Start of Material shown
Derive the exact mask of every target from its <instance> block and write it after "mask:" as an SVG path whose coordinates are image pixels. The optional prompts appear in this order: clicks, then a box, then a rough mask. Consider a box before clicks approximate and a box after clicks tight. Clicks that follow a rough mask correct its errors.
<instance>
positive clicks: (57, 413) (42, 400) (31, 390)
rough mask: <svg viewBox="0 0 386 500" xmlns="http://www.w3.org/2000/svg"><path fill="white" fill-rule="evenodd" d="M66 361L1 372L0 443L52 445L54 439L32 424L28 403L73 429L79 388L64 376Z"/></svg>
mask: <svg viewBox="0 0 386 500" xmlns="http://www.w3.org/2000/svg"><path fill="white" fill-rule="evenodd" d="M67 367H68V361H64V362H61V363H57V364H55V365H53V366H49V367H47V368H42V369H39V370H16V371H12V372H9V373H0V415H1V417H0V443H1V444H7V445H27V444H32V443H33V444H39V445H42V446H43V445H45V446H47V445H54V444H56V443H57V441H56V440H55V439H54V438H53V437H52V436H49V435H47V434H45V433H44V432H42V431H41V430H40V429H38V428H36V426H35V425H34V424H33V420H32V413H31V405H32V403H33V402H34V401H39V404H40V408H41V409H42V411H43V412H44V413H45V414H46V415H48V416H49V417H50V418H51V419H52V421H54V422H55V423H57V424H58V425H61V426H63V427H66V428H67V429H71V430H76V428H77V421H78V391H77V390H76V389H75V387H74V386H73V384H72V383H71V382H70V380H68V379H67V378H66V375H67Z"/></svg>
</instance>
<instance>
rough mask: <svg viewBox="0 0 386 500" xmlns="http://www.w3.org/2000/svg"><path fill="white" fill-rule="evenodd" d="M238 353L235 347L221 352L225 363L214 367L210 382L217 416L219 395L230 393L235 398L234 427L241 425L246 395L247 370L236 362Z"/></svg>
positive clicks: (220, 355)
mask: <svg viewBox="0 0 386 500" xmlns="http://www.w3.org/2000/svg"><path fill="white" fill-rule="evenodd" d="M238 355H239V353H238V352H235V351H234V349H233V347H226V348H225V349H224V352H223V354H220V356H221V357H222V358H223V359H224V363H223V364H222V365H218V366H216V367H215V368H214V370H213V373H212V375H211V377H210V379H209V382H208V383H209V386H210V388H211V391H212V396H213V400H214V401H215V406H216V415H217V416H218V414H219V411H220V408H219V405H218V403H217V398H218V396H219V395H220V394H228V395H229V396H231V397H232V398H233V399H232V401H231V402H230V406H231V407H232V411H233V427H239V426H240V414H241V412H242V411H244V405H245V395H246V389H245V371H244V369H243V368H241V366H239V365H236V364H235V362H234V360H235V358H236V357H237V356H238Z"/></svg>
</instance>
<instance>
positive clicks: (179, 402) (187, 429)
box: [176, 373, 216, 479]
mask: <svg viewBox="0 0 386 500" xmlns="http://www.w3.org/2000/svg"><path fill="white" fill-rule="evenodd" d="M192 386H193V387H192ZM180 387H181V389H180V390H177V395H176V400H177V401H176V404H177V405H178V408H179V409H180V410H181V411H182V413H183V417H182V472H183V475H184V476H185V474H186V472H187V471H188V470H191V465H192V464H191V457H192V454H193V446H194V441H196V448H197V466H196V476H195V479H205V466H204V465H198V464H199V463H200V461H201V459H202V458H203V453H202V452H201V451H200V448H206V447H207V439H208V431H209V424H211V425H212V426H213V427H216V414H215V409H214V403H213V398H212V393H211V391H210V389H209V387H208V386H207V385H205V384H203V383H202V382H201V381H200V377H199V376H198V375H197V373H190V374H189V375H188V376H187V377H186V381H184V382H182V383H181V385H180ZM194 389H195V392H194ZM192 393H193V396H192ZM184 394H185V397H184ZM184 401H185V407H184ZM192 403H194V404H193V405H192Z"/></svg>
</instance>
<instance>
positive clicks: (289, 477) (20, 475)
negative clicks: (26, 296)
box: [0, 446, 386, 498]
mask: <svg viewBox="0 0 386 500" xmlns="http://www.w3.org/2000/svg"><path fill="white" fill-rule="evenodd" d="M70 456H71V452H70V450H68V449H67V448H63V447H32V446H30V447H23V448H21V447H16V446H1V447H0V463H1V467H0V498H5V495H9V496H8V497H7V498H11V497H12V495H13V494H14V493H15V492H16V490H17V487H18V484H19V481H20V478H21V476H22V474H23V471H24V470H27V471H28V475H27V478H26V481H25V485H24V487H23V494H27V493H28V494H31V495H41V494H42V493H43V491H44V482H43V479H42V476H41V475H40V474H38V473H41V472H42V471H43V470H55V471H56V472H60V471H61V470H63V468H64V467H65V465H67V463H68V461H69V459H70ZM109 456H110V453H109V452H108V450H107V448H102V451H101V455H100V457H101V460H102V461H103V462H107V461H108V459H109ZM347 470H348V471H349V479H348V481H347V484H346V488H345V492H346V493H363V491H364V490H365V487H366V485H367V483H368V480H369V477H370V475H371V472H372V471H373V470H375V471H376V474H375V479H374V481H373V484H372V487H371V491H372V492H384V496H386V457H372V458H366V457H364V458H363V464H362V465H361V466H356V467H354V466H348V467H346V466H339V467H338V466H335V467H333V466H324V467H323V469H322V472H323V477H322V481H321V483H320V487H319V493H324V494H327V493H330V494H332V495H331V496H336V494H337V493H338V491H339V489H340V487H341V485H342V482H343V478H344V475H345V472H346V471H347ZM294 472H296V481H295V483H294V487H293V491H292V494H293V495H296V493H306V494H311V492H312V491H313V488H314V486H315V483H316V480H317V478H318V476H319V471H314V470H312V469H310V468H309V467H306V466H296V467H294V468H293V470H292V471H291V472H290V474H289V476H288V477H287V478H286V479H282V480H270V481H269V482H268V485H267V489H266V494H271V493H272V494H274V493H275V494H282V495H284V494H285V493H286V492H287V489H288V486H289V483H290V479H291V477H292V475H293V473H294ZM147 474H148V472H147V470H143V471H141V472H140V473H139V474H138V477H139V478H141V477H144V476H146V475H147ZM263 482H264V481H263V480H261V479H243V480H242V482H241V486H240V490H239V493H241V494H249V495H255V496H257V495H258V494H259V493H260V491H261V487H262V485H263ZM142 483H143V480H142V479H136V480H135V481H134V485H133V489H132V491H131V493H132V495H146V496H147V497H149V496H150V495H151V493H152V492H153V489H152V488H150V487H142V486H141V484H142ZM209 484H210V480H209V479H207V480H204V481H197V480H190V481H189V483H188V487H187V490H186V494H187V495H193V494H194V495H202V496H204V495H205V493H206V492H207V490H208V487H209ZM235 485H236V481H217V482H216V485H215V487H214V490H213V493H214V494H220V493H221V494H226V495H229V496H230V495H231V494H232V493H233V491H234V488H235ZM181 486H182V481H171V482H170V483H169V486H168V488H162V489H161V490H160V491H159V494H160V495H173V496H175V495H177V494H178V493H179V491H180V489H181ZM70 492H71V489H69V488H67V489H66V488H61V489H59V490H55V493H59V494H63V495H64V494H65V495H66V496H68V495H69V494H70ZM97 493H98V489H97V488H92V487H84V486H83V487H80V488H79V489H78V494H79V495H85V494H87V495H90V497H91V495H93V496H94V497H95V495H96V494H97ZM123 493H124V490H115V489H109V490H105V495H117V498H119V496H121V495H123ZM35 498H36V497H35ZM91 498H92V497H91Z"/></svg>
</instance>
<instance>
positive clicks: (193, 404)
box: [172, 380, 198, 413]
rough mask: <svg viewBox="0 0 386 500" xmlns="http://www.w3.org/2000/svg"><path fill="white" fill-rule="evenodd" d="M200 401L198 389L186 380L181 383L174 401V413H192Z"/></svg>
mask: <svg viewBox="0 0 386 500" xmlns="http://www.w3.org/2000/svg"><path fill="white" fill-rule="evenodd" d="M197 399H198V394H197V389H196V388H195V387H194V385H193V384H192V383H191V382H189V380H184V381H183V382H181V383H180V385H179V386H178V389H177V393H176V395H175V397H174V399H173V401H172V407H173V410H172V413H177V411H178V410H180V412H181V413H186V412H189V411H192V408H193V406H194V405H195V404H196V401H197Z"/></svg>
End of Material shown
Start of Material shown
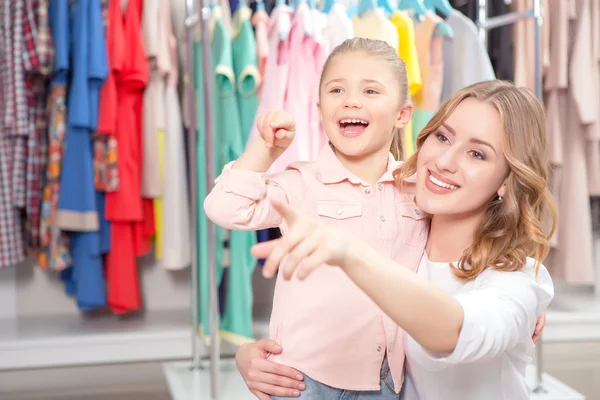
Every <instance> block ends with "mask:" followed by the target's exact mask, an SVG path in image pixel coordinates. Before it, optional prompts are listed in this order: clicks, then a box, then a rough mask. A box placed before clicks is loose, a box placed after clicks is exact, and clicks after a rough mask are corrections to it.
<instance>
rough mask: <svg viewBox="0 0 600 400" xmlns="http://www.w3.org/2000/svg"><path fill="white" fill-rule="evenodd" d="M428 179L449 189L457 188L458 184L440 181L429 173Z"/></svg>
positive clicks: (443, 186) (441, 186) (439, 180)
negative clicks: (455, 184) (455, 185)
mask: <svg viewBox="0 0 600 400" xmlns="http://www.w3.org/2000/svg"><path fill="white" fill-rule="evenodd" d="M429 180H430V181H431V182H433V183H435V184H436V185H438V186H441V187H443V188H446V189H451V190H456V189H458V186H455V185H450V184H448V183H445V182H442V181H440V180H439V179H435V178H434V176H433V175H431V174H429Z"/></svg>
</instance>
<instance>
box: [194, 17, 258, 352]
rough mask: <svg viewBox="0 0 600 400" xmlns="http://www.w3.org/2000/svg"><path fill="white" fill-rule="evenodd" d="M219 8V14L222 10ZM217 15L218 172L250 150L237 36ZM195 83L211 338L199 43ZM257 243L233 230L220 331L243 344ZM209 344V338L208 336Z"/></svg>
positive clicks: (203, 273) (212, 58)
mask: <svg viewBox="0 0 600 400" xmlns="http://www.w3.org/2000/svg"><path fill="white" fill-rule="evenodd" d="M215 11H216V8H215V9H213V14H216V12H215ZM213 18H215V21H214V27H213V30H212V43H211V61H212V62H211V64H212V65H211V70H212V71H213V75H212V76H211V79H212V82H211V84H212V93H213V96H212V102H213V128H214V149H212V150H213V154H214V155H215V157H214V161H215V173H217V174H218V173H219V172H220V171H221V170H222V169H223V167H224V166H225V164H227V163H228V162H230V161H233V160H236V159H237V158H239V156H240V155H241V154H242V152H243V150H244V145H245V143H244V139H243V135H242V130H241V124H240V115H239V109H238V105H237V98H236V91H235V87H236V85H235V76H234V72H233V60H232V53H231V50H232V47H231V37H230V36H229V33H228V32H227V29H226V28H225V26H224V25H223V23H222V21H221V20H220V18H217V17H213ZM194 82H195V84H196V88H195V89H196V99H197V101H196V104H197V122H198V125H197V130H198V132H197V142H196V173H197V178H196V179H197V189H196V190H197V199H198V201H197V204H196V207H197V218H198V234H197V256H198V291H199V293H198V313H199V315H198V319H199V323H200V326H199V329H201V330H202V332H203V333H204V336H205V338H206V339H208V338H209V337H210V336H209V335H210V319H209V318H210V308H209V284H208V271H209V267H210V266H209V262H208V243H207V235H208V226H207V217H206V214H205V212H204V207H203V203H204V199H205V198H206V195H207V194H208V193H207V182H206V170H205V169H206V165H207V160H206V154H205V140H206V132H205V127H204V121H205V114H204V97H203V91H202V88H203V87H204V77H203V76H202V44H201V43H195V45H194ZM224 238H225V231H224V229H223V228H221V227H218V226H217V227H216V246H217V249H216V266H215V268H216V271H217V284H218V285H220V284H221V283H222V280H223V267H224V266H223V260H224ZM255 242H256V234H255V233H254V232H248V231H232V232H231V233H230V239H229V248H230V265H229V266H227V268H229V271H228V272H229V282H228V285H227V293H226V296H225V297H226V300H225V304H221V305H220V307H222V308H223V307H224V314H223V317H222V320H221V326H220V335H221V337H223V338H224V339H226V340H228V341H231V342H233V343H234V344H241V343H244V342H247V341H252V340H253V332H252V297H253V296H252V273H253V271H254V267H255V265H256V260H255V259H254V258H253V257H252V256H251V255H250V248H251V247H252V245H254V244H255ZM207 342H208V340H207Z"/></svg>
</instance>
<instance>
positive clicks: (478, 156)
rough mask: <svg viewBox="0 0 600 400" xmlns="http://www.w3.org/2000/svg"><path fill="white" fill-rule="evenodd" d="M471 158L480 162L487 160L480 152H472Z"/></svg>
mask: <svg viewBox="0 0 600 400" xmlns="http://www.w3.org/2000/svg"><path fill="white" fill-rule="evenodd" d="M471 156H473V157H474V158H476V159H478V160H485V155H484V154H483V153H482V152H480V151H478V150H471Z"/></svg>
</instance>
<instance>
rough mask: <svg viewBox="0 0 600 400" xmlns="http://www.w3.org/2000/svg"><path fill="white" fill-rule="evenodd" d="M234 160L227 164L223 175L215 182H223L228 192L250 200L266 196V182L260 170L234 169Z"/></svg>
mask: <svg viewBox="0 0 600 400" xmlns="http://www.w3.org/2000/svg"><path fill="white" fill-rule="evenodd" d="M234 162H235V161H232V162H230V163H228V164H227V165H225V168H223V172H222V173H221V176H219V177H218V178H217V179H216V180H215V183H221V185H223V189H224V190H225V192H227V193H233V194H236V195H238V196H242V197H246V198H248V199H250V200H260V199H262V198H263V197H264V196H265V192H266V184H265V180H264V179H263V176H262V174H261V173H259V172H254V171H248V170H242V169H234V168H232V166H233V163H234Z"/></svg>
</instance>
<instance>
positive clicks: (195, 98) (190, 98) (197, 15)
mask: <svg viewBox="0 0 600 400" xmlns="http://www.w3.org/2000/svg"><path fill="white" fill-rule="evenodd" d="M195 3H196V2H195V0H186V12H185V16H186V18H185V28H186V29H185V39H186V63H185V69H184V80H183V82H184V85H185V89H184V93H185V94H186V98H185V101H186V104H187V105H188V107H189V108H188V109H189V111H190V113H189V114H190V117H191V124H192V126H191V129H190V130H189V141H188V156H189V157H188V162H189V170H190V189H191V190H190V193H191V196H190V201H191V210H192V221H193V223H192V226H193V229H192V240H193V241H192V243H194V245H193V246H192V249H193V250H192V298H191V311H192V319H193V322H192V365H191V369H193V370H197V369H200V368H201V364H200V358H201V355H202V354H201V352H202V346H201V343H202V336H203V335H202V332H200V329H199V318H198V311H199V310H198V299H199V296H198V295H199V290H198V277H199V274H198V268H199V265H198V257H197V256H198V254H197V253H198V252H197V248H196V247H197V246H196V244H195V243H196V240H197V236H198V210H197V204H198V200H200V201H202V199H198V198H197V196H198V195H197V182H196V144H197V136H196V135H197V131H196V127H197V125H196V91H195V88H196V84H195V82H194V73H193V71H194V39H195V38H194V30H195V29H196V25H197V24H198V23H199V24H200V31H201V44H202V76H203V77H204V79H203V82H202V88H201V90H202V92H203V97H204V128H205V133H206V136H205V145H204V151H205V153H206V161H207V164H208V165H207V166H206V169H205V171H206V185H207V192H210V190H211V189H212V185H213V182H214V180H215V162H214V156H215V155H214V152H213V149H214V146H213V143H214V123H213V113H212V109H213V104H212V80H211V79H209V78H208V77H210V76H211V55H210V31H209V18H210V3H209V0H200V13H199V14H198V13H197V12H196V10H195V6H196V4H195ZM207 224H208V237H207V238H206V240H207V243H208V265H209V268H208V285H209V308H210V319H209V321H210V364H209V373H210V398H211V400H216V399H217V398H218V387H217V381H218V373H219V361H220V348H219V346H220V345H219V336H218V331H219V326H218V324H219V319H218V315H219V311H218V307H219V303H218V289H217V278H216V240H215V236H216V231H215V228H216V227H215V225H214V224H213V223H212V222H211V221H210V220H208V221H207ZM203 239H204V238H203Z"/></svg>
End of Material shown
Activity
Format the lines starting at the one containing "Derive the exact" and ending at the one containing "positive clicks: (57, 413)" as a numbered list, leaving out any blank lines.

Expected output
1. Derive the exact mask of every target from its <instance> block and write it after "mask:" as an SVG path whose coordinates are image pixels. The optional prompts appear in this order: clicks, then a box, then a rough mask. Consider a box before clicks approximate and a box after clicks tight. Clicks that follow a rough mask correct its errors.
2. <instance>
3. positive clicks: (57, 413) (42, 400) (31, 390)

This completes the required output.